╭─ Task material

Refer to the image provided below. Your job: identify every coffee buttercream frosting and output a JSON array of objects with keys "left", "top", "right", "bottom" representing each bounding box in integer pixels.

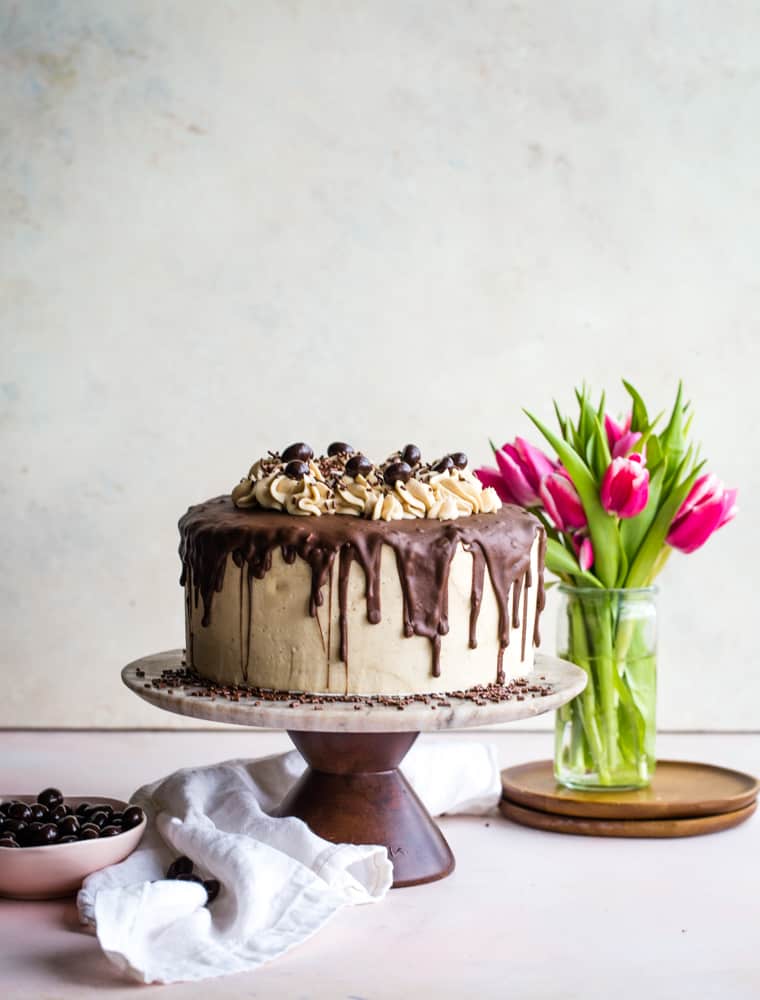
[{"left": 230, "top": 443, "right": 502, "bottom": 521}]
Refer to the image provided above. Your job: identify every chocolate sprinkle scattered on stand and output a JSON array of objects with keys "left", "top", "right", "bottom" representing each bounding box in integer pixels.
[{"left": 141, "top": 666, "right": 555, "bottom": 709}]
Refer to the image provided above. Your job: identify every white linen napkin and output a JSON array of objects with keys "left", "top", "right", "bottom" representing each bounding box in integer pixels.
[{"left": 77, "top": 740, "right": 500, "bottom": 985}]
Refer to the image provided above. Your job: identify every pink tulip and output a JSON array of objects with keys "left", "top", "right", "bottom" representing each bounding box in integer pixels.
[
  {"left": 474, "top": 466, "right": 517, "bottom": 505},
  {"left": 539, "top": 472, "right": 587, "bottom": 531},
  {"left": 667, "top": 474, "right": 738, "bottom": 554},
  {"left": 572, "top": 534, "right": 594, "bottom": 572},
  {"left": 604, "top": 412, "right": 642, "bottom": 459},
  {"left": 600, "top": 453, "right": 650, "bottom": 518},
  {"left": 492, "top": 437, "right": 556, "bottom": 507}
]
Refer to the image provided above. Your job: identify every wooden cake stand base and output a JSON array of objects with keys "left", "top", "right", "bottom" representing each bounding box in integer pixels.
[
  {"left": 276, "top": 731, "right": 453, "bottom": 886},
  {"left": 122, "top": 650, "right": 586, "bottom": 887}
]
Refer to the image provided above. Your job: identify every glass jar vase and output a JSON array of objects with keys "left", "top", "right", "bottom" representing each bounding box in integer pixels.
[{"left": 554, "top": 586, "right": 657, "bottom": 791}]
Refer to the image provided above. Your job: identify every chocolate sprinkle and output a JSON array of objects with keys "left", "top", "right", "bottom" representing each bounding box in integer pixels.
[{"left": 146, "top": 665, "right": 554, "bottom": 706}]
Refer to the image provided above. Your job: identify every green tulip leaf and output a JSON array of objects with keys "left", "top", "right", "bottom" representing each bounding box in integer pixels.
[
  {"left": 591, "top": 413, "right": 612, "bottom": 481},
  {"left": 643, "top": 432, "right": 663, "bottom": 467},
  {"left": 660, "top": 381, "right": 687, "bottom": 470},
  {"left": 620, "top": 462, "right": 666, "bottom": 569},
  {"left": 615, "top": 534, "right": 629, "bottom": 588},
  {"left": 683, "top": 409, "right": 695, "bottom": 439},
  {"left": 553, "top": 399, "right": 571, "bottom": 443},
  {"left": 622, "top": 379, "right": 650, "bottom": 433},
  {"left": 544, "top": 538, "right": 603, "bottom": 588},
  {"left": 525, "top": 410, "right": 620, "bottom": 588},
  {"left": 596, "top": 390, "right": 606, "bottom": 423},
  {"left": 577, "top": 385, "right": 600, "bottom": 449},
  {"left": 584, "top": 434, "right": 597, "bottom": 474}
]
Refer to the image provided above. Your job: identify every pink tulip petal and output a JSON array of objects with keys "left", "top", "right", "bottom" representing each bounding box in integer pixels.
[
  {"left": 612, "top": 432, "right": 642, "bottom": 458},
  {"left": 717, "top": 488, "right": 738, "bottom": 529},
  {"left": 494, "top": 447, "right": 539, "bottom": 507},
  {"left": 667, "top": 495, "right": 724, "bottom": 554},
  {"left": 668, "top": 475, "right": 738, "bottom": 553},
  {"left": 671, "top": 474, "right": 719, "bottom": 531},
  {"left": 620, "top": 480, "right": 649, "bottom": 517},
  {"left": 474, "top": 466, "right": 516, "bottom": 505},
  {"left": 539, "top": 480, "right": 565, "bottom": 530},
  {"left": 578, "top": 536, "right": 594, "bottom": 571},
  {"left": 571, "top": 532, "right": 595, "bottom": 571},
  {"left": 617, "top": 464, "right": 649, "bottom": 517},
  {"left": 540, "top": 472, "right": 587, "bottom": 531},
  {"left": 605, "top": 412, "right": 632, "bottom": 454},
  {"left": 601, "top": 456, "right": 650, "bottom": 519},
  {"left": 513, "top": 437, "right": 556, "bottom": 490}
]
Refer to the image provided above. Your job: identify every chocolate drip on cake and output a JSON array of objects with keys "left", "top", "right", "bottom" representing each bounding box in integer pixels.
[
  {"left": 184, "top": 570, "right": 195, "bottom": 668},
  {"left": 179, "top": 497, "right": 544, "bottom": 683},
  {"left": 326, "top": 564, "right": 333, "bottom": 691},
  {"left": 233, "top": 555, "right": 254, "bottom": 683},
  {"left": 466, "top": 547, "right": 485, "bottom": 650},
  {"left": 337, "top": 545, "right": 353, "bottom": 666},
  {"left": 520, "top": 572, "right": 530, "bottom": 662},
  {"left": 511, "top": 574, "right": 523, "bottom": 630}
]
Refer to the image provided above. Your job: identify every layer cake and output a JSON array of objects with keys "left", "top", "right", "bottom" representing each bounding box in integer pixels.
[{"left": 179, "top": 443, "right": 545, "bottom": 695}]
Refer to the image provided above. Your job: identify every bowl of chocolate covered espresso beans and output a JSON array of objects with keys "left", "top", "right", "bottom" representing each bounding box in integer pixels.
[{"left": 0, "top": 788, "right": 147, "bottom": 900}]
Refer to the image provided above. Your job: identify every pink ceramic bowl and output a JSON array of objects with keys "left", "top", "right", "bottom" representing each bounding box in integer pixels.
[{"left": 0, "top": 795, "right": 146, "bottom": 900}]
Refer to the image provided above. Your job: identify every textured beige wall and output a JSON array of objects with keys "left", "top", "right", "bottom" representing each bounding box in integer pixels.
[{"left": 1, "top": 1, "right": 755, "bottom": 728}]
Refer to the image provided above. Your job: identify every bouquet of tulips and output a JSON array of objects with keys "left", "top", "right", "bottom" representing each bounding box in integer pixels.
[{"left": 476, "top": 382, "right": 737, "bottom": 787}]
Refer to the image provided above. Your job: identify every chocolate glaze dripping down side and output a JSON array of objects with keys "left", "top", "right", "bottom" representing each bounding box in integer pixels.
[
  {"left": 337, "top": 545, "right": 353, "bottom": 666},
  {"left": 234, "top": 562, "right": 254, "bottom": 683},
  {"left": 326, "top": 564, "right": 333, "bottom": 691},
  {"left": 183, "top": 567, "right": 195, "bottom": 668},
  {"left": 245, "top": 566, "right": 253, "bottom": 681},
  {"left": 511, "top": 574, "right": 524, "bottom": 631},
  {"left": 238, "top": 561, "right": 245, "bottom": 680},
  {"left": 520, "top": 572, "right": 530, "bottom": 662},
  {"left": 465, "top": 546, "right": 486, "bottom": 650},
  {"left": 392, "top": 530, "right": 456, "bottom": 676},
  {"left": 178, "top": 496, "right": 545, "bottom": 679}
]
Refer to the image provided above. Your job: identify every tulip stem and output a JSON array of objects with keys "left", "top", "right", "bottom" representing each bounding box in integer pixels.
[
  {"left": 565, "top": 598, "right": 609, "bottom": 781},
  {"left": 556, "top": 588, "right": 656, "bottom": 789}
]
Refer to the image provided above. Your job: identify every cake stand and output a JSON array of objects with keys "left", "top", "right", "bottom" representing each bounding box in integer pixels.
[{"left": 122, "top": 650, "right": 585, "bottom": 888}]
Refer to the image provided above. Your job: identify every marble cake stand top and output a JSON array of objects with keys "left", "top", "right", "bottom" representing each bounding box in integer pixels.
[{"left": 122, "top": 650, "right": 586, "bottom": 734}]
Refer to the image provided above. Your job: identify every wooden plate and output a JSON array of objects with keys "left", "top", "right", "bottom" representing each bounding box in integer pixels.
[
  {"left": 501, "top": 760, "right": 759, "bottom": 820},
  {"left": 498, "top": 797, "right": 757, "bottom": 838}
]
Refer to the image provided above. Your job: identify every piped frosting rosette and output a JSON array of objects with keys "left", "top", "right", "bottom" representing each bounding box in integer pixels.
[{"left": 231, "top": 442, "right": 502, "bottom": 521}]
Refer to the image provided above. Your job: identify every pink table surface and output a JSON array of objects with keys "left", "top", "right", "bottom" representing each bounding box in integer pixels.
[{"left": 1, "top": 730, "right": 759, "bottom": 999}]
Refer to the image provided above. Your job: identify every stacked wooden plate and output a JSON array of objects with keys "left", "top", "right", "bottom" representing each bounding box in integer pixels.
[{"left": 499, "top": 760, "right": 759, "bottom": 838}]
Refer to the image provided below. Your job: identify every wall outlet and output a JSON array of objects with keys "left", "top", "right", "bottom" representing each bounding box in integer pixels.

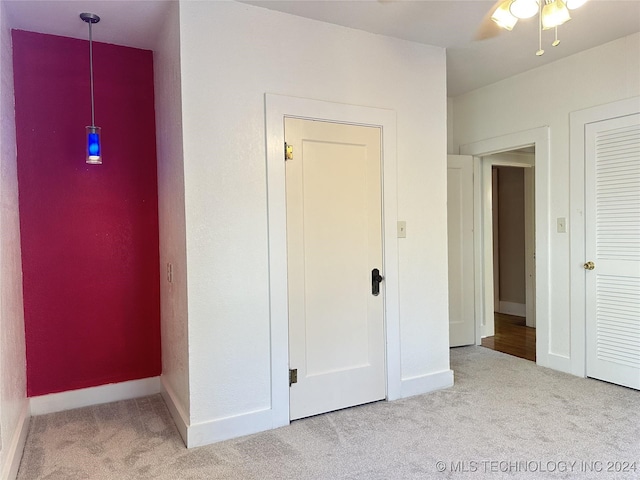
[
  {"left": 167, "top": 263, "right": 173, "bottom": 283},
  {"left": 397, "top": 221, "right": 407, "bottom": 238}
]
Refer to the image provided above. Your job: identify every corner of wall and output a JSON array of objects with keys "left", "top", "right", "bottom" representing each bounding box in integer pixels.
[
  {"left": 0, "top": 402, "right": 29, "bottom": 480},
  {"left": 153, "top": 0, "right": 190, "bottom": 423},
  {"left": 1, "top": 2, "right": 29, "bottom": 478},
  {"left": 160, "top": 376, "right": 188, "bottom": 446}
]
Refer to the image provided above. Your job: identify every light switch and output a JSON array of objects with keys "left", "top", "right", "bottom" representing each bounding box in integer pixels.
[
  {"left": 397, "top": 221, "right": 407, "bottom": 238},
  {"left": 557, "top": 217, "right": 567, "bottom": 233}
]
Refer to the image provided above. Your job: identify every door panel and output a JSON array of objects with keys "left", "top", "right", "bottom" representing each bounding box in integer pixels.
[
  {"left": 285, "top": 118, "right": 385, "bottom": 420},
  {"left": 447, "top": 155, "right": 475, "bottom": 347},
  {"left": 585, "top": 113, "right": 640, "bottom": 390}
]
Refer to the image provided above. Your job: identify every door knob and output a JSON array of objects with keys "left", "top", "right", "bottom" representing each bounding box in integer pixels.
[
  {"left": 372, "top": 268, "right": 384, "bottom": 296},
  {"left": 583, "top": 261, "right": 595, "bottom": 270}
]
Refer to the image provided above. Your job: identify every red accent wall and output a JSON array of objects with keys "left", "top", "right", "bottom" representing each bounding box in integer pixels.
[{"left": 12, "top": 30, "right": 161, "bottom": 397}]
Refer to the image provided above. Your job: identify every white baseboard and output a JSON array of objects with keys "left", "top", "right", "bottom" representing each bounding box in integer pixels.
[
  {"left": 1, "top": 400, "right": 30, "bottom": 480},
  {"left": 160, "top": 377, "right": 189, "bottom": 445},
  {"left": 160, "top": 376, "right": 274, "bottom": 449},
  {"left": 498, "top": 301, "right": 526, "bottom": 317},
  {"left": 544, "top": 352, "right": 573, "bottom": 375},
  {"left": 187, "top": 408, "right": 273, "bottom": 448},
  {"left": 29, "top": 377, "right": 161, "bottom": 416},
  {"left": 400, "top": 369, "right": 454, "bottom": 398}
]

╰─

What you have to do
Return precisely the lines of the records, starting with the line that holds "identify every light" and ending with the last one.

Response to this task
Refer to the image provided above. Your job: identify every light switch and output a JSON array of objects with keys "left", "top", "right", "bottom" representing each bounding box in integer pixels.
[
  {"left": 397, "top": 221, "right": 407, "bottom": 238},
  {"left": 557, "top": 217, "right": 567, "bottom": 233}
]
Refer to the image provided above. Your job: identify every door panel and output a JSON array of objects with keys "left", "top", "right", "bottom" representing each bounding box in integer pixels.
[
  {"left": 285, "top": 118, "right": 385, "bottom": 420},
  {"left": 447, "top": 155, "right": 475, "bottom": 347},
  {"left": 585, "top": 113, "right": 640, "bottom": 390}
]
Refer to the image provided above. Your job: identify every door knob and output a JSON array of objects with keys "left", "top", "right", "bottom" representing each bounding box in integer pixels.
[
  {"left": 372, "top": 268, "right": 384, "bottom": 296},
  {"left": 583, "top": 261, "right": 595, "bottom": 270}
]
Refer to the image provided above. Your job: identify every red accent wall and output a JSON array of objects with keys "left", "top", "right", "bottom" representing each bounding box in integer pixels.
[{"left": 12, "top": 30, "right": 161, "bottom": 397}]
Refer to the image provided above. Your job: identify every white baseboard and output a JSON array of objects with keys "left", "top", "right", "bottom" representing each bounding box in integer pixels.
[
  {"left": 1, "top": 400, "right": 30, "bottom": 480},
  {"left": 160, "top": 377, "right": 189, "bottom": 445},
  {"left": 160, "top": 376, "right": 274, "bottom": 449},
  {"left": 498, "top": 301, "right": 526, "bottom": 317},
  {"left": 544, "top": 352, "right": 573, "bottom": 375},
  {"left": 187, "top": 408, "right": 273, "bottom": 448},
  {"left": 29, "top": 377, "right": 161, "bottom": 416},
  {"left": 400, "top": 369, "right": 454, "bottom": 398}
]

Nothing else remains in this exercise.